## begin EXTRACT PROVIDED
As temperatures rise worldwide from the effect of greenhouse
gases in the atmosphere, hurricanes may become fewer in number,
according to a paper published this week in the journal Nature
Geoscience
("
Tropical cyclones and climate change," by Thomas R. Knutson
et al). However, the storms that do occur are likely to be more
potent, the paper says. The Washington Post has a summary here
("
Study: Warming to bring stronger hurricanes," by Seth
Borenstein, Associated Press).
The paper's ten authors make up an expert team established
by the World Meteorological Organization to provide advice to
national meteorological and hydrological services on tropical
cyclones and climate change. Their paper is based on an
extensive review of recent research into global warming and
hurricane formation, including studies on past historical storm
records as well as a selection of mathematical models designed
to project future trends.
Although the issue of global warming is politically
contentious, the discussion among experts is less so. Climate
scientists generally agree that the earth's temperature has
been warming over the past century, and that this warming is
driven in large part by "greenhouse gases," such as carbon
dioxide, dumped into the atmosphere by burning of fossil fuels.
But even among scientists who agree on the basics of global
warming, the effect, if any, of this temperature rise on
weather events such as hurricanes remains unclear.
## end EXTRACT PROVIDED
## begin SOURCE EXCERPT
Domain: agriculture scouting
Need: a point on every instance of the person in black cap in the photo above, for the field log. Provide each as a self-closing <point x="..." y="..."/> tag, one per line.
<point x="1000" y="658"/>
## end SOURCE EXCERPT
__WHAT YOU NEED TO DO__:
(a) According to the hurricane passage, which organization set up the paper's ten authors as an expert team?
(b) Reproduce the hurricane passage from "Study: Warming to" down to "project future trends.".
This material has no connection to the hurricane passage.

__TASK RESPONSES__:
(a) The World Meteorological Organization.

(b)
Study: Warming to bring stronger hurricanes," by Seth
Borenstein, Associated Press).
The paper's ten authors make up an expert team established
by the World Meteorological Organization to provide advice to
national meteorological and hydrological services on tropical
cyclones and climate change. Their paper is based on an
extensive review of recent research into global warming and
hurricane formation, including studies on past historical storm
records as well as a selection of mathematical models designed
to project future trends.